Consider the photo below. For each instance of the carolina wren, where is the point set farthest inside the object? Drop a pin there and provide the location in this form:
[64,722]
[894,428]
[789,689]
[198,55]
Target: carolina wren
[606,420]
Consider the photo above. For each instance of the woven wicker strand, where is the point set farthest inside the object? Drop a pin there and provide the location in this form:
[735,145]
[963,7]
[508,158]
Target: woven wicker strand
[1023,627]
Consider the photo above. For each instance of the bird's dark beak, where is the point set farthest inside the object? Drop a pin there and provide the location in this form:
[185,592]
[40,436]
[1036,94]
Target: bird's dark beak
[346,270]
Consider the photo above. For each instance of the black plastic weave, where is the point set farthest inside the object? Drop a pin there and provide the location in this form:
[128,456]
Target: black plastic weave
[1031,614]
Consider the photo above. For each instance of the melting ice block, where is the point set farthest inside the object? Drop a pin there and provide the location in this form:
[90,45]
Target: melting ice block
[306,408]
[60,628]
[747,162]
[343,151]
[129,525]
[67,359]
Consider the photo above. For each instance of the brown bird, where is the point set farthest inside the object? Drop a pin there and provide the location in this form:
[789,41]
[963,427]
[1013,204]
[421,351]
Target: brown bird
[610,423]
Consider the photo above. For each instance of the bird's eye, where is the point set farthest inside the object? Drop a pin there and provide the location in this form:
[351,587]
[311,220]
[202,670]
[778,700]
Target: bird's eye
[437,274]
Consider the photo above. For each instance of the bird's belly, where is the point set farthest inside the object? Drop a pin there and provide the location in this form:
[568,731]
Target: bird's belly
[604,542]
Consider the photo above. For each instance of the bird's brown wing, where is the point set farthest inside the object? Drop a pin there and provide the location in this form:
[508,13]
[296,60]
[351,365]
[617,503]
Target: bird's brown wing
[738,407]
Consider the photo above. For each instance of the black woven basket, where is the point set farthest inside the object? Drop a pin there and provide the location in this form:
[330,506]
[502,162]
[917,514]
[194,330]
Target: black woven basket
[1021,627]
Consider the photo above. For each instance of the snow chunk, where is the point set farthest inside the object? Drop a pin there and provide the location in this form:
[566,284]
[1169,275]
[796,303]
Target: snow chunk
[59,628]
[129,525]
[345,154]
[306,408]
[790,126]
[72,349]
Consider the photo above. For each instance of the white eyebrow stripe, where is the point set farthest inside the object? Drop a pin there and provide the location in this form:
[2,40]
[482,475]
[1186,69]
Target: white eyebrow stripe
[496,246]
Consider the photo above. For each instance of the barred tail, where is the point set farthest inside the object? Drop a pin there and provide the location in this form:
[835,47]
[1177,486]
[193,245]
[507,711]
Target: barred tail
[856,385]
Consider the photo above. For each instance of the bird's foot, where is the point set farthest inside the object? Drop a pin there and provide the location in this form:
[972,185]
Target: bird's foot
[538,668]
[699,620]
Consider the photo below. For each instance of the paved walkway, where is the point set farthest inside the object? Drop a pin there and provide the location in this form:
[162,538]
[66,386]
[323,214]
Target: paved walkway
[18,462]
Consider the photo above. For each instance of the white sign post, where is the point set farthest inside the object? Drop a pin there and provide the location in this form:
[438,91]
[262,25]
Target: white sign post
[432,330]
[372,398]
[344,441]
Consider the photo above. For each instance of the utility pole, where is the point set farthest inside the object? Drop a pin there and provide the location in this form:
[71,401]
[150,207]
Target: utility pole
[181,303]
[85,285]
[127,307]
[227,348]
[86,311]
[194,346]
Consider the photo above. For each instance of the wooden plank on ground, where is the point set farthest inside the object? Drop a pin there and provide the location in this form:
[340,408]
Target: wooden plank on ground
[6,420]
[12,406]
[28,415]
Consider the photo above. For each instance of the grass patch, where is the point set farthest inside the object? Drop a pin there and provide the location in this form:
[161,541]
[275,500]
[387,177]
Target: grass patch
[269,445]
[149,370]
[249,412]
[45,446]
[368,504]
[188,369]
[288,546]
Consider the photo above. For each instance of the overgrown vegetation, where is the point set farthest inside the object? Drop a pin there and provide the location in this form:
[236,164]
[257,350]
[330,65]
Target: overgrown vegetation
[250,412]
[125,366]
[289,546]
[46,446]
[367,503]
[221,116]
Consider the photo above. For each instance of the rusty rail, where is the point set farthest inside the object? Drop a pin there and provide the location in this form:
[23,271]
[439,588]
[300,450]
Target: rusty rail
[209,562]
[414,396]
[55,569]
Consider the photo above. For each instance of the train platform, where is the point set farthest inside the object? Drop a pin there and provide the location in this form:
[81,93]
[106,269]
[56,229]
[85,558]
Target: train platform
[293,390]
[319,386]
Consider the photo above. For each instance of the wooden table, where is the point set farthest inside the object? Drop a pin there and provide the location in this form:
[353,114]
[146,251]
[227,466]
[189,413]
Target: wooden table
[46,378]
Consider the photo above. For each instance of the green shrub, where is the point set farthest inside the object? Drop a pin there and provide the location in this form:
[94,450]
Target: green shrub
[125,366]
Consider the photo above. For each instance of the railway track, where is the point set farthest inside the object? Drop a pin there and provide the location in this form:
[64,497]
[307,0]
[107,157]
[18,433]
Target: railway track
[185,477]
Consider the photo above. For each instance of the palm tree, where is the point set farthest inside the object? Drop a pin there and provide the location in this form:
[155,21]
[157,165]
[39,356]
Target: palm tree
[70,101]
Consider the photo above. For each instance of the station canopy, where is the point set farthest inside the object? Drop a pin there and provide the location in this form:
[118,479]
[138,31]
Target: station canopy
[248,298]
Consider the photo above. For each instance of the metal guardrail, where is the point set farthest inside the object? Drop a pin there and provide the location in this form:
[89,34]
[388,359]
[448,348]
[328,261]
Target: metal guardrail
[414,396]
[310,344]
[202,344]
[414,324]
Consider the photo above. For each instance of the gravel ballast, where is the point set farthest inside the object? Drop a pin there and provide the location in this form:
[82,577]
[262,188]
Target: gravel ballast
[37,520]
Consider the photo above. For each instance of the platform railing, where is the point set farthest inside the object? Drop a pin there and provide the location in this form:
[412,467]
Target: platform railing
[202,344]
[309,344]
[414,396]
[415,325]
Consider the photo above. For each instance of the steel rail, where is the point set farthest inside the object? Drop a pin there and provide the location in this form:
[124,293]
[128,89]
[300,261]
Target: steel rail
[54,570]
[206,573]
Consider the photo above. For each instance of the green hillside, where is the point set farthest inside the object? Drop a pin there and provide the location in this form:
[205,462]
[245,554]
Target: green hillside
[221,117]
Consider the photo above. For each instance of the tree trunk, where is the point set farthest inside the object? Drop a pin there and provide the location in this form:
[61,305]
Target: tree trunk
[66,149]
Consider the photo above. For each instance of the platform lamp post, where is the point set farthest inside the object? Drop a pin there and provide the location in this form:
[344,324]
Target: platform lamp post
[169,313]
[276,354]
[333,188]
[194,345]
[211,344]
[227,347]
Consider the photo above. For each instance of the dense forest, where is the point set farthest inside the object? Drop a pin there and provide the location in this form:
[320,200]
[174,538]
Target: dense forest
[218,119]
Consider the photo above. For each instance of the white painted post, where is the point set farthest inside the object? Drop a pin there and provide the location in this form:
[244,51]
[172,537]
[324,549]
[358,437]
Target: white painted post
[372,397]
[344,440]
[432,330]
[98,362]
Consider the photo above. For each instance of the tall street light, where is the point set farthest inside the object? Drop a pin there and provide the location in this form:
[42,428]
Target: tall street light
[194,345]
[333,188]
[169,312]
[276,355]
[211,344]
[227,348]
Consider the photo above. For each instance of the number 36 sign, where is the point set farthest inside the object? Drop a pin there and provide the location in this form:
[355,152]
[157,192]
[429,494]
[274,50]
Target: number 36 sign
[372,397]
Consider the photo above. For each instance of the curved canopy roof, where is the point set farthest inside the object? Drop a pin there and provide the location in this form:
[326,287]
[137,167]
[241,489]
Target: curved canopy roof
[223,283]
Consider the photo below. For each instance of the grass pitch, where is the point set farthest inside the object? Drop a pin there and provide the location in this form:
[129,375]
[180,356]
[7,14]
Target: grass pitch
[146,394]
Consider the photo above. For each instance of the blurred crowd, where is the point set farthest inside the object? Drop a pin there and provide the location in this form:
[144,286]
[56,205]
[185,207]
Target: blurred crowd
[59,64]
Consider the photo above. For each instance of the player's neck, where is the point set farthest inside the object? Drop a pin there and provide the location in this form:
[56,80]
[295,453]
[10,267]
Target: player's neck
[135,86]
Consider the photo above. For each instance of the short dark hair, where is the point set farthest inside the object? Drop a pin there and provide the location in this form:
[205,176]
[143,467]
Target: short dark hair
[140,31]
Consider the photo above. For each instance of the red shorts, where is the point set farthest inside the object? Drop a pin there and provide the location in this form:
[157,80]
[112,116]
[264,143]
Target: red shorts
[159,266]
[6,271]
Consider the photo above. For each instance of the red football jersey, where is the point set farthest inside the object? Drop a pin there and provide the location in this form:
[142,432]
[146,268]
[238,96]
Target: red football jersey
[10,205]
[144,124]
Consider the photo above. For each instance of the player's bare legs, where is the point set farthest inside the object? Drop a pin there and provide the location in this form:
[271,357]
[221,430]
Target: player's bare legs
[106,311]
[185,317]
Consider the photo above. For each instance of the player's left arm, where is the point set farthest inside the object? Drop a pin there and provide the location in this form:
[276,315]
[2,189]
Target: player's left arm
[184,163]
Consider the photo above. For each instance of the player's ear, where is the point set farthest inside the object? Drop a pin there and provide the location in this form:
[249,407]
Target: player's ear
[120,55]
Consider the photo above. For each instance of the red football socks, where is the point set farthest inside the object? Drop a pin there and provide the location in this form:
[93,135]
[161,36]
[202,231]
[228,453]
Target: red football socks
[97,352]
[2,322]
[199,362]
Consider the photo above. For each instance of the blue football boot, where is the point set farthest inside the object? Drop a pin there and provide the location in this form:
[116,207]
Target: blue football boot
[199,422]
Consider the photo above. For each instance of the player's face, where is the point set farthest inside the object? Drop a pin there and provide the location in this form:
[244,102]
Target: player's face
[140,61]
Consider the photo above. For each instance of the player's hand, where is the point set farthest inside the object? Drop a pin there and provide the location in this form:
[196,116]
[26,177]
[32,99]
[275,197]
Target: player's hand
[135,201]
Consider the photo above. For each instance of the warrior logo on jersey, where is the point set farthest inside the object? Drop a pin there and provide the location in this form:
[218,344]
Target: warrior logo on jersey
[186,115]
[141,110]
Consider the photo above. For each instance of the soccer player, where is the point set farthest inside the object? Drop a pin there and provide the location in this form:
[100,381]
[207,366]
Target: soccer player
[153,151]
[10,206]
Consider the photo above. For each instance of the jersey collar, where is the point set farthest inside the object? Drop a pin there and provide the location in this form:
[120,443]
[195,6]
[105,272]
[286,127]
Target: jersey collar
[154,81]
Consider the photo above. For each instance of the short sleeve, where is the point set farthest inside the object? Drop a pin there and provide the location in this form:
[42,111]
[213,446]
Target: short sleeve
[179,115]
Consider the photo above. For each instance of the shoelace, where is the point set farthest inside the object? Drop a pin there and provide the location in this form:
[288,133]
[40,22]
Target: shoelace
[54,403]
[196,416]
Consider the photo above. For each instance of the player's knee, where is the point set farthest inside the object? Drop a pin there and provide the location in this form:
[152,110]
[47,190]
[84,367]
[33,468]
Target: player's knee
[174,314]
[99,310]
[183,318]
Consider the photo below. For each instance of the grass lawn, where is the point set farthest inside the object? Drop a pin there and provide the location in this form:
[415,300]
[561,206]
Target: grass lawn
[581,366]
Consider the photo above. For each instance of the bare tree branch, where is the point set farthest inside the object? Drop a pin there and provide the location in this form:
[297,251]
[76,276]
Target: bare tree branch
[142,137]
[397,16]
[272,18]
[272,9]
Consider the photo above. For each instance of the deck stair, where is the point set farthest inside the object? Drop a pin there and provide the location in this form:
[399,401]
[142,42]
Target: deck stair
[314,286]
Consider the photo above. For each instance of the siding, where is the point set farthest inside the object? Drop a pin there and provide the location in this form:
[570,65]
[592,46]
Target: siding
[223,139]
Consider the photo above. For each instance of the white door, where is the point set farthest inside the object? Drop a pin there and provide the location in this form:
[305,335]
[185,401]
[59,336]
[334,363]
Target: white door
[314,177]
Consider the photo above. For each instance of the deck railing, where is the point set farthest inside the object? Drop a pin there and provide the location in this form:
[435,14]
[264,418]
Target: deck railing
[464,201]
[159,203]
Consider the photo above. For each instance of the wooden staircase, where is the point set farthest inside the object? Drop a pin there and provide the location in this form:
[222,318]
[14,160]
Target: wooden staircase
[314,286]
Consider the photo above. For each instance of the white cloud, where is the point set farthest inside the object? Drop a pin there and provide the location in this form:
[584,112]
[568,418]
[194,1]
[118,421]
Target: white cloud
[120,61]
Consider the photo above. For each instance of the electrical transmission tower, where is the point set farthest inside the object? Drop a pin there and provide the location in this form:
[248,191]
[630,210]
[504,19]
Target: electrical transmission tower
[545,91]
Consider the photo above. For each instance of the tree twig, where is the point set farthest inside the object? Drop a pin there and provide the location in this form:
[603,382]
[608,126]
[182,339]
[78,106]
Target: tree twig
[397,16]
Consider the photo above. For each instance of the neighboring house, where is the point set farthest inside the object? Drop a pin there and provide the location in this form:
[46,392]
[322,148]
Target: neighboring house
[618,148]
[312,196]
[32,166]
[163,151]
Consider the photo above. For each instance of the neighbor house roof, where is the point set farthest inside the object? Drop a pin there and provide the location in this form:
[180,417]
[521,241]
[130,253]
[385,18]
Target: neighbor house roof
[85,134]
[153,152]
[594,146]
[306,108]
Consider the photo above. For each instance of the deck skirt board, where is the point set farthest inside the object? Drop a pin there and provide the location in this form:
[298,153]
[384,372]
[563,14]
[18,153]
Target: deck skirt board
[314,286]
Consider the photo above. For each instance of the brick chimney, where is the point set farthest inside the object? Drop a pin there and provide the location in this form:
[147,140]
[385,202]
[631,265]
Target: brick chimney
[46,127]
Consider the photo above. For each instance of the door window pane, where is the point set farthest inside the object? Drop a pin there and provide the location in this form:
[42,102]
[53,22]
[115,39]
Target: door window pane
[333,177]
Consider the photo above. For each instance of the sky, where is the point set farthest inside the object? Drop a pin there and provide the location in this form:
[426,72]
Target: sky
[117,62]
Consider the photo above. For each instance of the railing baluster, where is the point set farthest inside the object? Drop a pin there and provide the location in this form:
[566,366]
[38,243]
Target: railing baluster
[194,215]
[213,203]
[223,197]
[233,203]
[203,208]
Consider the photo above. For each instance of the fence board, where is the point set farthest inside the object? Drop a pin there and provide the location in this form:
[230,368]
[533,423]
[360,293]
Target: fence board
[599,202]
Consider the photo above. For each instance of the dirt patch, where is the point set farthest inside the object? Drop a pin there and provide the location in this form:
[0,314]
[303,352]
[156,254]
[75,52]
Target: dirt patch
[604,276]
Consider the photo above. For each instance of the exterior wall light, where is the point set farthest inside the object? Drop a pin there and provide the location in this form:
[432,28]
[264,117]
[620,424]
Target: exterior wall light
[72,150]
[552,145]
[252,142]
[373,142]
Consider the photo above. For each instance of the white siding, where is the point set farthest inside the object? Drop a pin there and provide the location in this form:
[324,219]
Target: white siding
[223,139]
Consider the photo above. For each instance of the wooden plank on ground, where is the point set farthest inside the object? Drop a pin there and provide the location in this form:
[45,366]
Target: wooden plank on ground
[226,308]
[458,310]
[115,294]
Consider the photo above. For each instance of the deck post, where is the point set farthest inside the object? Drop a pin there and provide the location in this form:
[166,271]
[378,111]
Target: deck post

——

Repeat, character for character, the lines from the one that holds "Consider the photo above. For each instance of the dirt" to the final line of the material, inclusive, and no other lines.

Consider the photo above. For each instance of the dirt patch, where is the point set farthest inside the object? Drop a pin there and provide the location in this form:
[0,314]
[303,352]
[156,254]
[75,52]
Target: dirt patch
[604,276]
Consider the photo above. For each instance of the exterior wall light, where is the point set farthest inside the object? Drop a pin there and provide the location in this form:
[432,28]
[264,117]
[620,424]
Target: exterior wall light
[72,150]
[552,145]
[252,142]
[373,142]
Consider the photo above. For each instance of the white siding, where is the point set farthest inside the object? Drop a pin there and provide the location in this form:
[324,219]
Target: white siding
[223,139]
Consider the photo above. For each instance of the wooden plank on ground, where is the point set farthest inside the object? Drop a pin there and provide the location in this form:
[45,366]
Target: wooden plank on ground
[226,308]
[458,310]
[115,294]
Consider the photo above. For each instance of the deck post, where is the point set farthest inside the object? Drop a pin there and provide the location in this form:
[166,271]
[378,111]
Target: deck post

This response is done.